→ **Quoted text**
——————————
You have to use your imagination, music needs that...lol



PetrB said:


> Bzzzz, WRONG:
> 
> All the [western scale] music is _here:_
> View attachment 23991


----------



## violadude (May 2, 2011)

Musician said:


> What about it?............


It's not there. ........................


----------



## GreenMamba (Oct 14, 2012)

Harry Partch would disagree with all of you.


----------



## Musician (Jul 25, 2013)

violadude said:


> It's not there. ........................


So what, you cant put it there if you like...


----------



## violadude (May 2, 2011)

Musician said:


> So what, you cant put it there if you like...


But you said that that's all there is.


----------



## Musician (Jul 25, 2013)

violadude said:


> But you said that that's all there is.


Yes, and I also said its semantics, you can change, add, delete but the main base stays, and everything is built from there...


----------



## violadude (May 2, 2011)

Musician said:


> Yes, and I also said its semantics, you can change, add, delete but the main base stays, and everything is built from there...


But why is everything built from a melodic minor scale. That seems kind of arbitrary to me.


----------



## Musician (Jul 25, 2013)

You can change it to whatever you want...


----------



## Huilunsoittaja (Apr 6, 2010)

I'm confused.

I'm pretty sure that Schenkerian analysis would say that all (tonal) music isn't based off an ascending scale, but a DESCENDING line, always leading to the tonic.

Voila:


----------



## Petwhac (Jun 9, 2010)

I think you'll find that all the music is *here*..............................


----------



## Blancrocher (Jul 6, 2013)

I'm not sure if threads like this one help or hinder the creation of a special forum area for music theory!


----------



## aleazk (Sep 30, 2011)

Actually, the music is here:


----------



## violadude (May 2, 2011)

aleazk said:


> Actually, the music is here:
> 
> View attachment 24030


Who is that in your new avatar?


----------



## aleazk (Sep 30, 2011)

violadude said:


> Who is that in your new avatar?


Austrian composer *Georg Friedrich Haas*.


----------



## Musician (Jul 25, 2013)

The music is here and there and everywhere, if it can fit onto a musical scale then its music...


----------



## ahammel (Oct 10, 2012)

What about microtonal music? Or percussion? That's not there.


----------



## Musician (Jul 25, 2013)

Even that can fit somewhere, since it has a sound



ahammel said:


> What about microtonal music? Or percussion? That's not there.


----------



## Ondine (Aug 24, 2012)

Blancrocher said:


> I'm not sure if threads like this one help or hinder the creation of a special forum area for music theory!


I am of the opinion that it is needed one, mainly to approach listeners to know why such and such oeuvre or such and such composer sounds as it sounds and leave gossiping about their lives scattered thorugh the regular forums:

http://www.talkclassical.com/27474-forum-music-theory.html


----------



## Weston (Jul 11, 2008)

That's a very small portion of the treble clef. There are no rests. I think the rests, dynamics and accents are just as important as the notes. It could even be argued that music is not merely notes at all. Otherwise MIDI would sound adequate.


----------
——————————
→ **Record excerpts**

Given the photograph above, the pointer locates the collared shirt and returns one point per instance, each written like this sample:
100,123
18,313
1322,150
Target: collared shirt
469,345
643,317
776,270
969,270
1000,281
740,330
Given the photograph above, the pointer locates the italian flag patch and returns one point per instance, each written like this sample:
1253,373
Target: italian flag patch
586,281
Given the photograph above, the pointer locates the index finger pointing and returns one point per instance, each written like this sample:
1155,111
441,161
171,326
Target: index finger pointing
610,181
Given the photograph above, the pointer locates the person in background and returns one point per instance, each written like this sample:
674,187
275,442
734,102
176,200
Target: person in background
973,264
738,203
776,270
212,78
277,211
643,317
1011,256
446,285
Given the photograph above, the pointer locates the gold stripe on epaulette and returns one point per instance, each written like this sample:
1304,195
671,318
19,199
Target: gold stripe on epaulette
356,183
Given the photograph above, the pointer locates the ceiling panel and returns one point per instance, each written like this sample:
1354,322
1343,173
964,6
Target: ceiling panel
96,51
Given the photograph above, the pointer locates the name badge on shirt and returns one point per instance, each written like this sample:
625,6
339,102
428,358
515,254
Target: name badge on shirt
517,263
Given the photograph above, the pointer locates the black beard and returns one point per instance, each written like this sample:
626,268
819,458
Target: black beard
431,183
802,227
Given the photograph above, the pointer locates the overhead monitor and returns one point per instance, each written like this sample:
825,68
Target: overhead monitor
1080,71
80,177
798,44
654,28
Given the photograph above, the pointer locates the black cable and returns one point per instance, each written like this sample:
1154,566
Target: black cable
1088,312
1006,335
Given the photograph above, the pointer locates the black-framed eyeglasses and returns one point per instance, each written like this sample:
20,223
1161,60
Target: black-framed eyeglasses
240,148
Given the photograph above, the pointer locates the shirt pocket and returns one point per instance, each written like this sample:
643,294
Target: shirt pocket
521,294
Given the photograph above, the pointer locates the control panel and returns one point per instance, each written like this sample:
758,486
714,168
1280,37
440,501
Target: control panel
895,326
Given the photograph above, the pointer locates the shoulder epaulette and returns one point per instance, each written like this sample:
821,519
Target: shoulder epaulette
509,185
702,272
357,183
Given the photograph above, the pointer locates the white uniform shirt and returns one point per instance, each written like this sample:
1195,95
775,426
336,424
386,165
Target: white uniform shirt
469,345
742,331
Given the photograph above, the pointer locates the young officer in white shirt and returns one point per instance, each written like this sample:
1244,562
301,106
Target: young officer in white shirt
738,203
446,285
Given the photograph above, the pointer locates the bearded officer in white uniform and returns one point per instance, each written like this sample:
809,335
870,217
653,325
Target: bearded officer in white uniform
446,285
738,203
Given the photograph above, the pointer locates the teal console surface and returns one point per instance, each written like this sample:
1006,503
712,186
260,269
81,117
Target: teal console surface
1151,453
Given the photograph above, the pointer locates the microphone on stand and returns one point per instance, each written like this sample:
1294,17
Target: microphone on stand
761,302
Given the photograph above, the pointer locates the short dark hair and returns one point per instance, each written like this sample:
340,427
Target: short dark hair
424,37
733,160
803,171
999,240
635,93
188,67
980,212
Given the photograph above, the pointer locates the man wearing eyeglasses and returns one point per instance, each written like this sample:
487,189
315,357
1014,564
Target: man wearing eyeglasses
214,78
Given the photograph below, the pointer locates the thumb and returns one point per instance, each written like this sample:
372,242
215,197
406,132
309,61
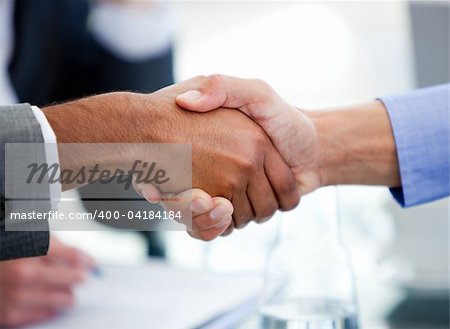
——————————
→ **Goal**
In the music forum thread above, who does aleazk say is shown in the new avatar?

→ **Result for this task**
The Austrian composer Georg Friedrich Haas.